[Görev açıklaması] "İlerlemenin sonu" üzerine yazılmış analiz yazısını, son cümlesinin ardından devam ettirin.

[Belge bölümü]
ANALİZ
"İlerlemenin Sonu"?
ABD'nin bilim ve teknolojik ilerleme konusundaki öncülüğünün Trump ve ülkenin yükselen oligarşisi altında nasıl devam edeceğini kestirmek güç. Ülkenin insan hakları, hukukun üstünlüğü, çok taraflılık gibi değerleri reddetmesi korkunç sonuçlara yol açacak.
OTUZ BEŞ YIL önce, dünya Avrupa komünizminin çöküşüyle çığır açıcı bir değişim yaşadı. Francis Fukuyama bu anı meşhur bir şekilde " tarihin sonu " olarak adlandırdı ve tüm toplumların sonunda liberal demokrasi ve piyasa ekonomilerine doğru birleşeceğini öngördü. Bugün, bu öngörünün ne kadar yanlış olduğunu gözlemlemek neredeyse bir klişe haline geldi. Donald Trump ve MAGA hareketinin geri dönüşüyle, belki de mevcut döneme "ilerlemenin sonu" demeliyiz.

[Sağlanan bilgiler]
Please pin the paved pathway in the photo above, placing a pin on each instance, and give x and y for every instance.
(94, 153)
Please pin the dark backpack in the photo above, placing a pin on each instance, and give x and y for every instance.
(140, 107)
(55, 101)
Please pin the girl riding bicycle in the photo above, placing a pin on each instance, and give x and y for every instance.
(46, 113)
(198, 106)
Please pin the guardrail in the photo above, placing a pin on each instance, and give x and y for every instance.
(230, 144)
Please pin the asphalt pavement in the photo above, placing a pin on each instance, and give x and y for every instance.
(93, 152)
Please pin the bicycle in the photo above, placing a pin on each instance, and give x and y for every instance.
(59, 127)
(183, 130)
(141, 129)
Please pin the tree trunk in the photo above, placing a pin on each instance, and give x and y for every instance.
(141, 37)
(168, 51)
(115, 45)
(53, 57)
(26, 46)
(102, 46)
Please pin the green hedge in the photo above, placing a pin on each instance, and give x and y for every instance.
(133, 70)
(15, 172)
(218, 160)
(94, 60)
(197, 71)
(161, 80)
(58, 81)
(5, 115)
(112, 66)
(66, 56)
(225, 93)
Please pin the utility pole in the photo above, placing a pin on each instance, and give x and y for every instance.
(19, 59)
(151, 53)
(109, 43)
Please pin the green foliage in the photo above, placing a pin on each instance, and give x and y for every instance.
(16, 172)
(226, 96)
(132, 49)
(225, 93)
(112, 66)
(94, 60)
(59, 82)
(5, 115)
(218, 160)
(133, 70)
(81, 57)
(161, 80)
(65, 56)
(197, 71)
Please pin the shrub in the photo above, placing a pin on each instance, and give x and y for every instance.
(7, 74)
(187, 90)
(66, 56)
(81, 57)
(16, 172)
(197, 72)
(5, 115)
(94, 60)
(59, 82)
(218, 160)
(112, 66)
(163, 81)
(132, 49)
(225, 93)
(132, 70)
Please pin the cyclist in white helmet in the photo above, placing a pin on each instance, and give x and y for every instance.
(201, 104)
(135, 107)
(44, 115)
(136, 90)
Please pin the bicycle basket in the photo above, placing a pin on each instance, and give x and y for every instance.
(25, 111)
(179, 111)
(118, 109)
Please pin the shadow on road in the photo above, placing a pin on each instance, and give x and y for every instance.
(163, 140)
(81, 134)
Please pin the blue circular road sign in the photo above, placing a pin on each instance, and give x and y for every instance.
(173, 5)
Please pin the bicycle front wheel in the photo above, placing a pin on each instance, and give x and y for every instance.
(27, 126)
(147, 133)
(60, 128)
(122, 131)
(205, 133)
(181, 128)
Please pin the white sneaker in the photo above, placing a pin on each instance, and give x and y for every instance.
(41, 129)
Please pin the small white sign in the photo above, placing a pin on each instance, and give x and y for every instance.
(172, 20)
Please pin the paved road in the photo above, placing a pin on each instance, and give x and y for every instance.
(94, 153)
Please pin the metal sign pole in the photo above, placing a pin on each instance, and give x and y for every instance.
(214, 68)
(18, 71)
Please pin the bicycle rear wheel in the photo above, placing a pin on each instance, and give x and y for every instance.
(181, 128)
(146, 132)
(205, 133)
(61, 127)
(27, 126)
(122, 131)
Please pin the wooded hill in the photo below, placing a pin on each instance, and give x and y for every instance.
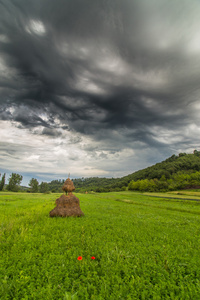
(176, 172)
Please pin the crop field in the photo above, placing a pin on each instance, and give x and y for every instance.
(144, 248)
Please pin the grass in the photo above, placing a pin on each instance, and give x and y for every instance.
(144, 248)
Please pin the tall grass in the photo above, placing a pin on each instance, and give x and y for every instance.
(144, 248)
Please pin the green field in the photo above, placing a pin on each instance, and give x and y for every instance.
(144, 248)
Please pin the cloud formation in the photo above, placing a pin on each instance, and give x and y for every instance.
(103, 87)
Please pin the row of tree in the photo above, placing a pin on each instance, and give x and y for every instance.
(15, 180)
(178, 181)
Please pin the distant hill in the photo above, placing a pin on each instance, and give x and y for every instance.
(181, 164)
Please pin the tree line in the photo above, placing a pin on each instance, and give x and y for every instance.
(176, 172)
(15, 180)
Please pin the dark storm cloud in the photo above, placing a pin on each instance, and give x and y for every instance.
(99, 66)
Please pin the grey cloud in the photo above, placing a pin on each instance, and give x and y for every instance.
(101, 67)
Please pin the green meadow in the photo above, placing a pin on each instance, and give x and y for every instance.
(144, 247)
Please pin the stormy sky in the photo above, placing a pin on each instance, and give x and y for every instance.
(97, 88)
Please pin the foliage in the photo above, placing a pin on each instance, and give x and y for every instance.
(2, 182)
(34, 185)
(150, 249)
(44, 188)
(14, 182)
(179, 180)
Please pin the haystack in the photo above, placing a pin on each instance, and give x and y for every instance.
(67, 205)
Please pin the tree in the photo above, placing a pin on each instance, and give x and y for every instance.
(14, 182)
(2, 182)
(34, 184)
(44, 188)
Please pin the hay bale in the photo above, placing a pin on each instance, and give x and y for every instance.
(67, 205)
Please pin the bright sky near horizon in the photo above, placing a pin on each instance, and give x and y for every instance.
(97, 88)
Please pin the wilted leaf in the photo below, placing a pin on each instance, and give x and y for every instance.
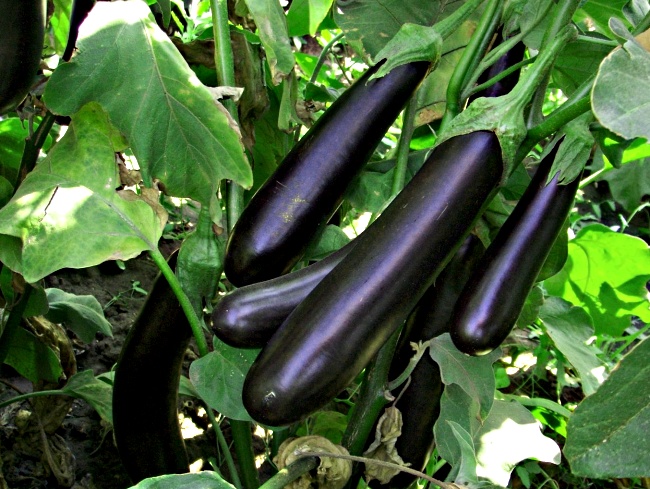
(82, 314)
(607, 434)
(67, 213)
(177, 133)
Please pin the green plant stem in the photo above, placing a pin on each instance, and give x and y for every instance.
(241, 433)
(323, 56)
(13, 323)
(291, 472)
(372, 398)
(563, 115)
(30, 395)
(225, 66)
(33, 146)
(223, 444)
(470, 57)
(403, 146)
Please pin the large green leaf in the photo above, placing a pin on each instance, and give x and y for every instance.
(219, 377)
(200, 480)
(608, 433)
(570, 329)
(620, 97)
(67, 212)
(509, 435)
(630, 183)
(473, 374)
(82, 314)
(374, 23)
(174, 127)
(605, 273)
(272, 26)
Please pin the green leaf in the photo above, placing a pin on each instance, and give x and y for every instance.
(509, 435)
(98, 394)
(605, 273)
(200, 480)
(272, 26)
(473, 374)
(80, 313)
(200, 262)
(570, 329)
(630, 183)
(219, 377)
(620, 98)
(608, 433)
(305, 16)
(375, 24)
(32, 359)
(174, 127)
(67, 213)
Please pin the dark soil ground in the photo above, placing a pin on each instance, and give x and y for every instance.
(81, 450)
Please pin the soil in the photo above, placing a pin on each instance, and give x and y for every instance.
(81, 449)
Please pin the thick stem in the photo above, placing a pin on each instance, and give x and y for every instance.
(243, 438)
(223, 444)
(184, 301)
(323, 57)
(291, 472)
(408, 123)
(372, 398)
(467, 63)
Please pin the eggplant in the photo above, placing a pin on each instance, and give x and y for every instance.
(145, 387)
(247, 317)
(494, 296)
(290, 208)
(22, 31)
(329, 338)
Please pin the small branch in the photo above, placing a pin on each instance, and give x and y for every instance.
(388, 465)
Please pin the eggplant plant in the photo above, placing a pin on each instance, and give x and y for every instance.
(370, 262)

[Görevin sonucu]
Çoğumuz ilerlemeyi hafife alırız. Ancak 250 yıl önceki yaşam standartlarının 2.500 yıl öncekinden pek de farklı olmadığını unutmamalıyız. Aydınlanma Çağı ve Sanayi Devrimi'ne kadar moderniteyi tanımlayan yaşam beklentisi, sağlık ve yaşam standartlarındaki gelişmeler yaşanmadı.
Aydınlanma düşünürleri, bilimsel deneylerin ve kurcalamanın insanların doğayı anlamalarına ve yeni, dönüştürücü teknolojiler geliştirmelerine yardımcı olabileceğini; sosyal bilimlerin toplumun tüm üyeleri için koşulları iyileştirme çabalarında daha iyi bir koordinasyon sağlayabileceğini fark ettiler. Bu tür çabalar, hukukun üstünlüğünün mutlakiyetçiliğin yerini almasını, gerçekliğe saygının komploculuğa üstün gelmesini ve insan işlerinde uzmanlığın yüceltilmesini gerektiriyordu. MAGA devriminin en rahatsız edici özelliklerinden biri, bu değerleri açıkça reddetmesi.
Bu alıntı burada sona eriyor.